--- Task data ---
= = =
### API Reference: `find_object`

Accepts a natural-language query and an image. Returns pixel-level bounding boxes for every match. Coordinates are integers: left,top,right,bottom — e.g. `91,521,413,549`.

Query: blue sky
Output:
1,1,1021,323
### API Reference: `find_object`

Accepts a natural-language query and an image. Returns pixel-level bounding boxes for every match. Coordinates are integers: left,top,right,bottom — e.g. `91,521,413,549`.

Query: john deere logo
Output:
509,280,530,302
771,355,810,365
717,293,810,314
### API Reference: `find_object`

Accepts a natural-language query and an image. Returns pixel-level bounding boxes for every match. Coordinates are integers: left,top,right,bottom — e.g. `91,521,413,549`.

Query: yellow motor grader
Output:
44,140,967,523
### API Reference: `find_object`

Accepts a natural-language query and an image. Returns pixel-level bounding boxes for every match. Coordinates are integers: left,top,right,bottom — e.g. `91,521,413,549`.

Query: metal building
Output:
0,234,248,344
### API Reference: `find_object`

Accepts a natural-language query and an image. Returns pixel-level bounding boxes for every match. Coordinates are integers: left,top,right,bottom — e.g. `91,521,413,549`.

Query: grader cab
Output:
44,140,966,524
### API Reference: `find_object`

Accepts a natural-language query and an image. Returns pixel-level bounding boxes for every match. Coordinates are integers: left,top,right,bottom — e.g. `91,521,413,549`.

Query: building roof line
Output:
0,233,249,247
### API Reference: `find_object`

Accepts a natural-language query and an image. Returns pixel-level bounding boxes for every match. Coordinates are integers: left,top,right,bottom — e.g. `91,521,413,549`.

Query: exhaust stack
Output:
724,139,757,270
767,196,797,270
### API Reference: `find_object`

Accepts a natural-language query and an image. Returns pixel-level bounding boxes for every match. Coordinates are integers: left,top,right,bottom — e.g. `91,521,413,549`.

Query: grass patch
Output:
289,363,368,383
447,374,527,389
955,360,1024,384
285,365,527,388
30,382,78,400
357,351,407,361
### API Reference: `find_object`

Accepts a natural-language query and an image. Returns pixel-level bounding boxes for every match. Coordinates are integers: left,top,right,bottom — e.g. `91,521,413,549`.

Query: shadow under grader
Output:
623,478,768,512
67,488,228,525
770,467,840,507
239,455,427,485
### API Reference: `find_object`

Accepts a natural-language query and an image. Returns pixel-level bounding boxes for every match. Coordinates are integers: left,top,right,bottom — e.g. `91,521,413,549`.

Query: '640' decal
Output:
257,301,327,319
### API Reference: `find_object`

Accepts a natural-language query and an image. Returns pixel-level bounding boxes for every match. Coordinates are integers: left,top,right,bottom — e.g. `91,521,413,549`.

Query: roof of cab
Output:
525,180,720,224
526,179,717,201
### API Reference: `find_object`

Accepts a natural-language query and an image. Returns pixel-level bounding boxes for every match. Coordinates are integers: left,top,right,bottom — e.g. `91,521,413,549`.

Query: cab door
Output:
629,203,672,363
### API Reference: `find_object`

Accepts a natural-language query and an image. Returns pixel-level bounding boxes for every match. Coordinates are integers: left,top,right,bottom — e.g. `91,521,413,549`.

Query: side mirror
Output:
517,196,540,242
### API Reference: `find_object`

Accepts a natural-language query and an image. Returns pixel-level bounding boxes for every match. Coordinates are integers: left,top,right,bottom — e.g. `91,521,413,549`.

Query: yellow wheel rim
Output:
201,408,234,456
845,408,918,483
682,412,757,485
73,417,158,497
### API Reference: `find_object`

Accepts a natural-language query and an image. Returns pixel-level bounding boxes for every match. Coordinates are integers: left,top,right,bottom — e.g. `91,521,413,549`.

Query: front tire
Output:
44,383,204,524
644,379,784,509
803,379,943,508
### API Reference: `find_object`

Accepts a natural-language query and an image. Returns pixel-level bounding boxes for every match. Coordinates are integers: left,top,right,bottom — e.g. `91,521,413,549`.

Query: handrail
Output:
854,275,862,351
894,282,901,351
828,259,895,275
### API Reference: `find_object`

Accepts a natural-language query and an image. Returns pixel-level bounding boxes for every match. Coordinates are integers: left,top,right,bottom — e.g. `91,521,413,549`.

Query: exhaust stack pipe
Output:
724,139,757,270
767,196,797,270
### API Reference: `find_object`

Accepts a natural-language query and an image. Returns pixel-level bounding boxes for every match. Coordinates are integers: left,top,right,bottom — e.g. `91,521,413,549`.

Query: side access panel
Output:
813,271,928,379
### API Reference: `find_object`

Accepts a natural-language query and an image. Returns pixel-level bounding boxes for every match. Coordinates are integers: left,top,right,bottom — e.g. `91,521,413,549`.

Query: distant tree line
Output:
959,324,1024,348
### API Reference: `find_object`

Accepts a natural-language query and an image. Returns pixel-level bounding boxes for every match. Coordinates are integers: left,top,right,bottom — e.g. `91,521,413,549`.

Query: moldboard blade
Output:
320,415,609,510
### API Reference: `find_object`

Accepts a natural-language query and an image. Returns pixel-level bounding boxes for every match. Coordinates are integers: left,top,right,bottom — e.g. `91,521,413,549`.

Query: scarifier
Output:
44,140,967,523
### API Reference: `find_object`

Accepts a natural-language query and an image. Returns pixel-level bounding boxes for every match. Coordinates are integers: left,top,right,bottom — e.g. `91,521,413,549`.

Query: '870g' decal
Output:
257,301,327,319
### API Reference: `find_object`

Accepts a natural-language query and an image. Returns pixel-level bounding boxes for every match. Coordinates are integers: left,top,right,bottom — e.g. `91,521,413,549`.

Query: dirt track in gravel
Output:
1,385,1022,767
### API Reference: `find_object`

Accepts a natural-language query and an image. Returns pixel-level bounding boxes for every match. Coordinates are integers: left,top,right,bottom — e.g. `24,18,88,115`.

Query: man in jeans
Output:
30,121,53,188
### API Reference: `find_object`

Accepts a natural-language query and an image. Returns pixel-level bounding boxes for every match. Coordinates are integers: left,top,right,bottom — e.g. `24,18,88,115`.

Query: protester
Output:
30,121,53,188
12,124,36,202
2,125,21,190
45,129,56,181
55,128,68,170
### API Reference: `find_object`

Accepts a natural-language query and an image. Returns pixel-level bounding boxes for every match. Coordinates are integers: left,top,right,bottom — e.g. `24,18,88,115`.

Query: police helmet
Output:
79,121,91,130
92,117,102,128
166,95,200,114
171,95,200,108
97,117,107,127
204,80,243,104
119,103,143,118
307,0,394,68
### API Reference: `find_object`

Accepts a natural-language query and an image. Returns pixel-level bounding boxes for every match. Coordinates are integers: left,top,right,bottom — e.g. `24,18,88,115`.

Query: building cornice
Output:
= = =
--- Exercise requirements ---
Show every line in the listing above that carries the word "building".

--- Reply ---
Query: metal building
Query: building roof line
Query: building cornice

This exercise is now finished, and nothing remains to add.